Exercise tasks »
A. Copy the passage of the regex thread from "Reputation: 23" to "first capturing group." word for word.
B. Continue the forum thread about regex matching from the point where it ends.

Text segment »
════════

Reputation: 23
My question has 2 parts...
First, I'm trying to extract the FIRST set of numbers separated by a slash ("12/56" in this case), and ignore the 2nd set (if it exists).
Sample String:
some text 12/56 34/67 ABCD1234 --Want to grab "12/56", but ignore "34/67" more text 14/58 DEFG5678 --Want to grab "14/58".
I've tried using (\d\d\/\d\d)?
as the pattern (non-greedy), however it doesn't stop after the first hit.
Second, once the above problem is solved, I still need to grab the 8-digit code after it (there will ALWAYS be an 8-digit code). I'd like to use something like (\d\d\/\d\d)?.+([A-Z0-9]{8})
, however I'd think that the correct non-greedy search may stop regex in its tracks. Is this possible?
Upvotes: 1
Views: 829
Reputation: 92976
Just remove the ?
after the first capturing group.
(\d\d\/\d\d).+([A-Z0-9]{8})
See it here on Regexr, while hovering the mouse over the highlighted match you can see the content of the capturing groups.
Explanation:
With the ?
you don't make the group "non-greedy", you make it optional. So, because you lines doesn't start with a digit, the regex skips the optional part and match everything with the following .+
till your last part.
You don't need a "non-greedy" behaviour here, your pattern will match the first occurrence and you can make a quantifier "ungreedy" but not a group.
Upvotes: 1
Reputation: 336108
(\d\d/\d\d)\s+(?:\d\d/\d\d)?\s*([A-Z0-9]{8})

════════

Supplied records »
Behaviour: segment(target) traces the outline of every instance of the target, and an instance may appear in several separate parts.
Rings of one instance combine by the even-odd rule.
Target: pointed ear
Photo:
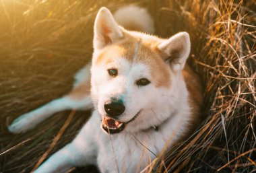
[[[183,69],[190,52],[189,35],[180,32],[163,41],[158,46],[163,59],[174,71]]]
[[[106,7],[100,8],[94,23],[94,48],[102,48],[123,36],[123,30],[115,21],[110,11]]]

════════

Responses in order »
A.
Reputation: 23
My question has 2 parts...
First, I'm trying to extract the FIRST set of numbers separated by a slash ("12/56" in this case), and ignore the 2nd set (if it exists).
Sample String:
some text 12/56 34/67 ABCD1234 --Want to grab "12/56", but ignore "34/67" more text 14/58 DEFG5678 --Want to grab "14/58".
I've tried using (\d\d\/\d\d)?
as the pattern (non-greedy), however it doesn't stop after the first hit.
Second, once the above problem is solved, I still need to grab the 8-digit code after it (there will ALWAYS be an 8-digit code). I'd like to use something like (\d\d\/\d\d)?.+([A-Z0-9]{8})
, however I'd think that the correct non-greedy search may stop regex in its tracks. Is this possible?
Upvotes: 1
Views: 829
Reputation: 92976
Just remove the ?
after the first capturing group.

B.
grabs the first but ignores the second set of nn/nn
strings (if present), then grabs the next 8 uppercase ASCII alnum characters, assuming that nothing but whitespace will be between those items.
The results will then be in groups 1 and 2. So, for example in Python, you'd use
reobj = re.compile(r"(\d\d/\d\d)\s+(?:\d\d/\d\d)?\s*([A-Z0-9]{8})")
match = reobj.search(subject)
if match:
first = match.group(1)
second = match.group(2)
else:
print "No match!"
Upvotes: 0
Reputation: 28687
Which language are you using these regular expressions in? Are you using a "find" or a "match" method? As long as you're using a "match" method, your last example (the "something like") should almost work as you'd expect - but I'd remove the ? after the first grouping of digits, unless you have a specific need for it:
(\d\d/\d\d).+([A-Z0-9]{8})
With using the "match" method, this will force both grouping to be populated, in order to complete a successful match.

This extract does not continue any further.